» **SHORT EXERCISE**: Put the lines of the listing into a JSON list of strings, one string for each line and with blank lines left out. Begin with the line that contains "Can you find the curly" and continue through the line that contains "x=936, y=483", and include only those lines.
★ ★ ★
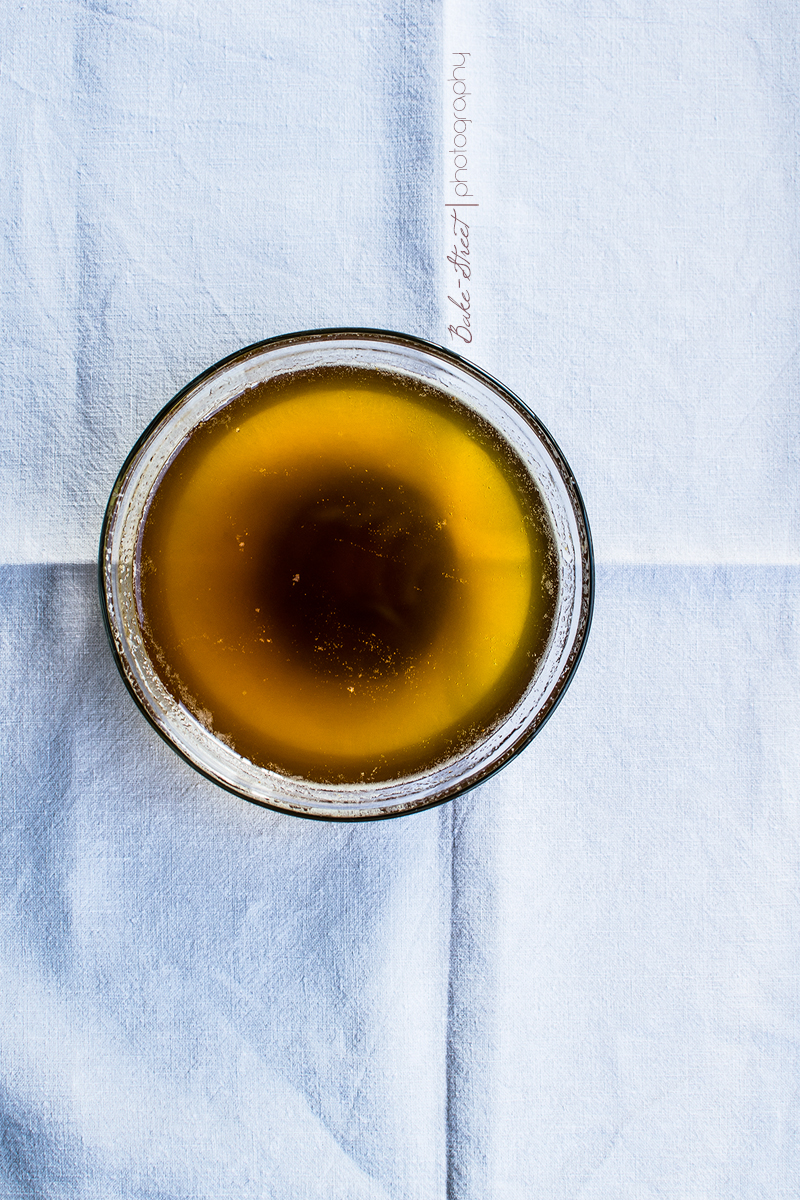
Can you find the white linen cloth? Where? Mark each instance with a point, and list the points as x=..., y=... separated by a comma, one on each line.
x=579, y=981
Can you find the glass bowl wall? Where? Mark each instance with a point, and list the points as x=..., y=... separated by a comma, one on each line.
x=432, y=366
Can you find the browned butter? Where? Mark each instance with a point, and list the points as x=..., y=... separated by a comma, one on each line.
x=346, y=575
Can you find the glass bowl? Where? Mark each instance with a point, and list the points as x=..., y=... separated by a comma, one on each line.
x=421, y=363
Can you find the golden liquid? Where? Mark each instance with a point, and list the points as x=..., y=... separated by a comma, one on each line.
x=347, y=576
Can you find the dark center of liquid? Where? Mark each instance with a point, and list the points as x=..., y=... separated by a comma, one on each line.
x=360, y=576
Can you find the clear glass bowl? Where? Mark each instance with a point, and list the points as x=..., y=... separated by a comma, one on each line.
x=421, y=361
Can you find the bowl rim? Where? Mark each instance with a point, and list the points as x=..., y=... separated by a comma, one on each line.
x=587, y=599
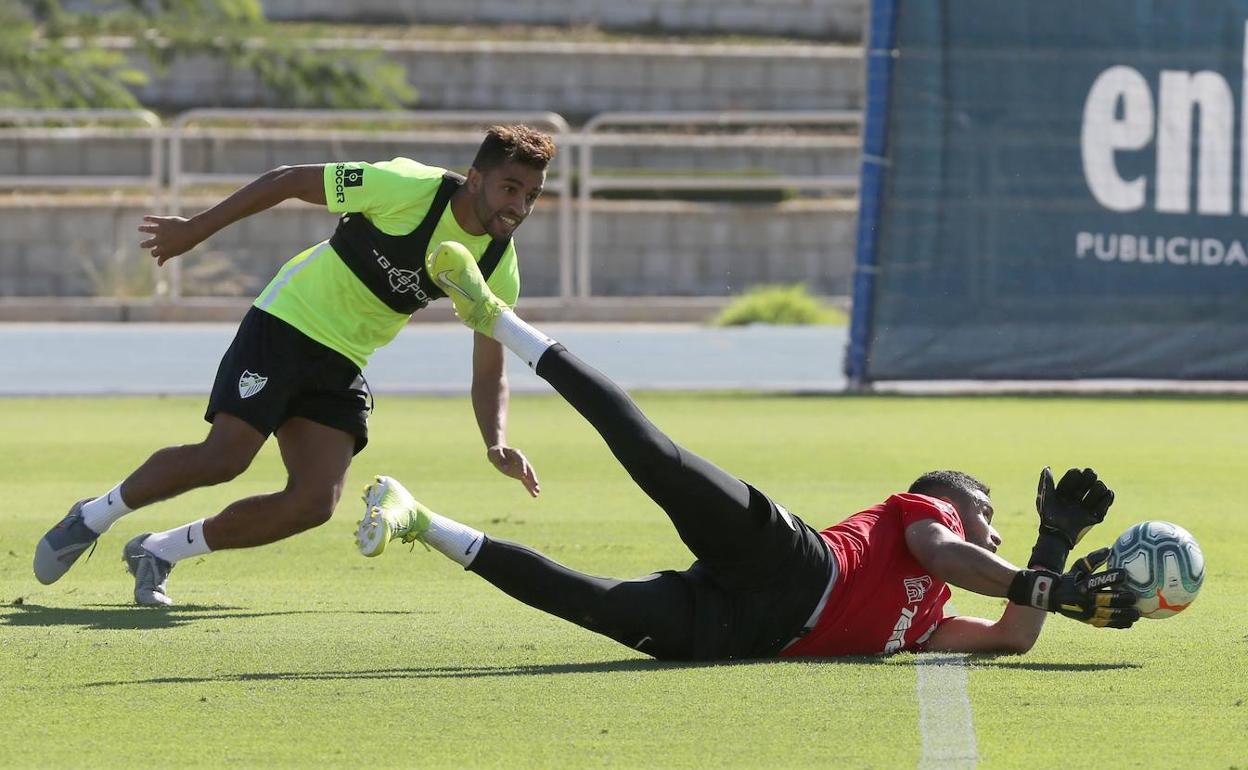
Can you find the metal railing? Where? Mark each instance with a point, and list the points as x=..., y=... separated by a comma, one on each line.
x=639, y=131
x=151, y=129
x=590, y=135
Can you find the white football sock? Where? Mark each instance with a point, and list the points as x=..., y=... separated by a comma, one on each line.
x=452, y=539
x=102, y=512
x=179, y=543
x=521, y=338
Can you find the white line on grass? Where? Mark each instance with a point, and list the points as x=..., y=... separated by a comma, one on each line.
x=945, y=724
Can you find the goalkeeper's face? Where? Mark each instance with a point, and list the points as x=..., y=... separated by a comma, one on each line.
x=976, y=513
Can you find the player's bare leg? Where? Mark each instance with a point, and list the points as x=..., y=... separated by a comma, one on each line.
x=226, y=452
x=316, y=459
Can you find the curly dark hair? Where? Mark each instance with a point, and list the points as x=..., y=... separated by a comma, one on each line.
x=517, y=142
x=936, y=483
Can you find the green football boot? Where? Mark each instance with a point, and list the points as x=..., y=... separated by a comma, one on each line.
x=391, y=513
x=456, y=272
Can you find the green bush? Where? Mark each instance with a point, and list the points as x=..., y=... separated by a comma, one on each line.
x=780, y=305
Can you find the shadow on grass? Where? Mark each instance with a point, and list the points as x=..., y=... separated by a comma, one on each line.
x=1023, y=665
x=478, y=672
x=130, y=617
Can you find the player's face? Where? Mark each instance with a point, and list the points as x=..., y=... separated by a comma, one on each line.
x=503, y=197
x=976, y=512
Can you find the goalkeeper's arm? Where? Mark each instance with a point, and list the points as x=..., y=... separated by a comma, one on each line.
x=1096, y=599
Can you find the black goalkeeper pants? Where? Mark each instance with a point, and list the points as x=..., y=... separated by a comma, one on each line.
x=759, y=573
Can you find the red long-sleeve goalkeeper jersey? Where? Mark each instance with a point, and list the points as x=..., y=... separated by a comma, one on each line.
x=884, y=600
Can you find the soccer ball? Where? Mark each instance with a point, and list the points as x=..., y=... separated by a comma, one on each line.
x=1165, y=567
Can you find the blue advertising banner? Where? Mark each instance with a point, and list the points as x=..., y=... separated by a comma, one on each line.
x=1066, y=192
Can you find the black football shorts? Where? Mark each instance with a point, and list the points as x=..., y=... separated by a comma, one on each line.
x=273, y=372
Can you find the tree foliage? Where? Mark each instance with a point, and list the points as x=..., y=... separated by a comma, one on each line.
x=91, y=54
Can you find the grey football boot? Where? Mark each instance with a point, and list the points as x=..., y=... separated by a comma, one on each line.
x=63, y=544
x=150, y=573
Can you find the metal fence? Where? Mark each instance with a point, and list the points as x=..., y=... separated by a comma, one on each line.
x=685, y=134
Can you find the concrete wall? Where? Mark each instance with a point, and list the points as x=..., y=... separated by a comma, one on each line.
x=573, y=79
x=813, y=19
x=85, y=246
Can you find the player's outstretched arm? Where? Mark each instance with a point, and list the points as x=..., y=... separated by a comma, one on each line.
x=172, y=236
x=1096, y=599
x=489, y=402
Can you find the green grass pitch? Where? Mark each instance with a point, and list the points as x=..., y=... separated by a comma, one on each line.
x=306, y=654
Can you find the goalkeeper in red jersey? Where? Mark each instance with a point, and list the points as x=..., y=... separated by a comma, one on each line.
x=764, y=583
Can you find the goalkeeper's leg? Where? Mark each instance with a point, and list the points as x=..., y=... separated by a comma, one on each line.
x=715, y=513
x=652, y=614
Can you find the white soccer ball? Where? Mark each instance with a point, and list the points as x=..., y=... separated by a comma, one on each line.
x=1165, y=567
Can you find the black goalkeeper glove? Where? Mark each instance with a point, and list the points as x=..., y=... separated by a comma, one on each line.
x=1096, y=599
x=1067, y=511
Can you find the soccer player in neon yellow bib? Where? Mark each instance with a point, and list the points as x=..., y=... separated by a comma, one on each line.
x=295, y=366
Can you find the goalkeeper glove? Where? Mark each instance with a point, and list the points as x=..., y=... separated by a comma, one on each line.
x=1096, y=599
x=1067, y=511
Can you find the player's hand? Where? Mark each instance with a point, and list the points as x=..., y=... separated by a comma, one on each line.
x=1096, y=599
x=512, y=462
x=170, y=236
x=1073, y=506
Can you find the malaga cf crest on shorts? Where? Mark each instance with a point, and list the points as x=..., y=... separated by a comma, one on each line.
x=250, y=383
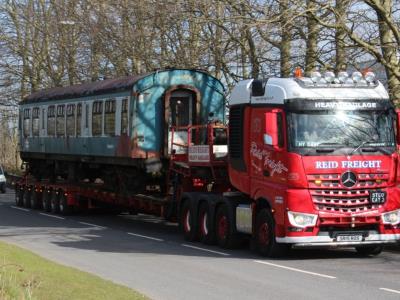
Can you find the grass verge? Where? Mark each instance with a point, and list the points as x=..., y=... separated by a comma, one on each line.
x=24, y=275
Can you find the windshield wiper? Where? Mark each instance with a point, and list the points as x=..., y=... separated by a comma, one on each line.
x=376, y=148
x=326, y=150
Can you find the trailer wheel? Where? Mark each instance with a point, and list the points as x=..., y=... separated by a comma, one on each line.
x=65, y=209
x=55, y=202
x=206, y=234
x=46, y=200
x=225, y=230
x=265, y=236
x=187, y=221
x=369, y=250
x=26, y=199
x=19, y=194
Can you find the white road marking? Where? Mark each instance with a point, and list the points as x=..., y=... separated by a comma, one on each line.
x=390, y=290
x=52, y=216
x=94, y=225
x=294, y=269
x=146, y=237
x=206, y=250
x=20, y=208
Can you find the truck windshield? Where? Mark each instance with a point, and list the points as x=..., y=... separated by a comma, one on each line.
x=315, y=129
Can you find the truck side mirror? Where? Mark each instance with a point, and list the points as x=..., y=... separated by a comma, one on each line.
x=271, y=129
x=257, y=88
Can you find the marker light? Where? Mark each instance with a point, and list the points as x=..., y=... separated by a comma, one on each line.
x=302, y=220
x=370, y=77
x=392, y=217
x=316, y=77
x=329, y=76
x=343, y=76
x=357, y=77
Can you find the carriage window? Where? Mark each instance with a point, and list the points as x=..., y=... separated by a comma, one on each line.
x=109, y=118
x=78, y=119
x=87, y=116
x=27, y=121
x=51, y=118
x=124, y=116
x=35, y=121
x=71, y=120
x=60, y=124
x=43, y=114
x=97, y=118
★ ★ ★
» **RESPONSE TO THE TASK**:
[
  "Can you find the curly dark hair? Where? Mark each instance with a point, and list the points as x=..., y=... separated by a comma, one on each line.",
  "x=517, y=142",
  "x=936, y=483"
]